### Given information
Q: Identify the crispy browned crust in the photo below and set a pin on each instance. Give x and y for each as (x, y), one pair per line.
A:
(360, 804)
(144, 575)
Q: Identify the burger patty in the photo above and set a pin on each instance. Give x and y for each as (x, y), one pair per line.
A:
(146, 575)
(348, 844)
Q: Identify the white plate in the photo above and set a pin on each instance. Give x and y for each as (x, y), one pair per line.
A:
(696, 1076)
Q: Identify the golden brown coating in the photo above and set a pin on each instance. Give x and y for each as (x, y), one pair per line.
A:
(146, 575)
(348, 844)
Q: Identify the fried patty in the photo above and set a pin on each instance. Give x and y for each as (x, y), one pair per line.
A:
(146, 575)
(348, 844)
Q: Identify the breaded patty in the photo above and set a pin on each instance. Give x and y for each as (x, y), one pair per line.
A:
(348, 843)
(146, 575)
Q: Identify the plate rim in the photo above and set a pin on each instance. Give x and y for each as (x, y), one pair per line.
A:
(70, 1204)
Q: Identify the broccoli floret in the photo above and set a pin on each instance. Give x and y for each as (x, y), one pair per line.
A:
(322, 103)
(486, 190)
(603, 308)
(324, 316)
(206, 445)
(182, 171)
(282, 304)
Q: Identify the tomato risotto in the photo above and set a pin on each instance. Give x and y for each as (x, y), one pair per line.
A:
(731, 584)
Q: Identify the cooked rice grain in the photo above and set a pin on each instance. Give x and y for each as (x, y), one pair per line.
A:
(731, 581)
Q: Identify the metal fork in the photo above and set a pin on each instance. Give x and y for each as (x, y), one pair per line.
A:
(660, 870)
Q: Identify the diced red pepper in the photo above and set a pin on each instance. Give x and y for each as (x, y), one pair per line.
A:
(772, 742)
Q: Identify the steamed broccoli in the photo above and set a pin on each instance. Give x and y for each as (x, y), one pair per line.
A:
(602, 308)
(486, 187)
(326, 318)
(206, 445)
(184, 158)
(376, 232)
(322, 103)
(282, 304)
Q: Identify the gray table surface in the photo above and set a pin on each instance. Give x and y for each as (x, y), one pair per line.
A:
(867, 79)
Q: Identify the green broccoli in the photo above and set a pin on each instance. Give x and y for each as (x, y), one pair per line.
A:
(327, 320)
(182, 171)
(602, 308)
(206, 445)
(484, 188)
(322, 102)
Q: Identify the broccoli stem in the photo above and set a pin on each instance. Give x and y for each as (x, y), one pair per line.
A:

### Short problem
Make an exact copy of the listing, including every line.

### Task solution
Q: Identify the crispy browned crust in the photo below and set a pin on each instance. Give x and y for each as (x, y), one pair per line.
A:
(360, 804)
(144, 575)
Q: Identify the burger patty in the photo above and set a pin on each instance. Give x and y for each as (x, y), one pair per line.
A:
(146, 575)
(348, 844)
Q: Identify the white plate in the photo above and set a pin on each instance. Give x and y for each as (x, y), one pair per line.
A:
(696, 1076)
Q: Identify the golden brown coating in the photo above and set a pin on each instance. Give x and y for each as (x, y), one pair per line.
A:
(146, 575)
(348, 844)
Q: Identify the fried patty in the photo above and set a pin on each instance. Give x and y for each as (x, y), one pair per line.
A:
(146, 575)
(348, 844)
Q: Identify the breaded patty in the photo above and set a pin on each instance. Give x and y for each as (x, y), one pair per line.
A:
(348, 843)
(146, 575)
Q: Identify the plate rim in the photo above and set a pin on each instance. Give x and y for each as (x, y), one pair per line.
A:
(70, 1204)
Q: Identify the broccoli floret in the photo above and set a pin on each instance. Give x and y for each as (x, y), one pair per line.
A:
(322, 103)
(486, 190)
(603, 308)
(324, 316)
(206, 445)
(182, 171)
(282, 304)
Q: Identify the tomato risotto in the photo above and set a pin on each instance. Give x and y for each as (x, y), one pair per line.
A:
(731, 584)
Q: Identify the cooked rice grain in the photo above and set a pin on each instance. Give x and y for each as (x, y), one pair per line.
A:
(731, 581)
Q: Identify the metal fork in the photo above and set a pin on each instance. Give x and y for each as (x, y), one pair per line.
A:
(660, 870)
Q: Identify the diced red pepper in the photo above and set a pin on each instance. Give x and y for each as (x, y), one pair per line.
A:
(772, 742)
Q: Identify the steamed broccoli in the photo above and set a pin on each instance. Give x and y for each as (x, y), one pair per line.
A:
(602, 308)
(486, 187)
(326, 318)
(206, 445)
(184, 158)
(376, 232)
(322, 103)
(282, 304)
Q: Identify the gray table surface in the photo above and set a pin on each instance. Give x and y for each as (x, y), one pair per line.
A:
(867, 79)
Q: Identify the green broccoli in the photo above and set a pin on each instance. Give x and y for each as (x, y), one pair per line.
A:
(327, 320)
(182, 171)
(602, 308)
(206, 445)
(484, 188)
(322, 102)
Q: Identify the broccoli stem in the photo above and set a pin on each instance. Give x and y for each as (x, y), one pair per line.
A:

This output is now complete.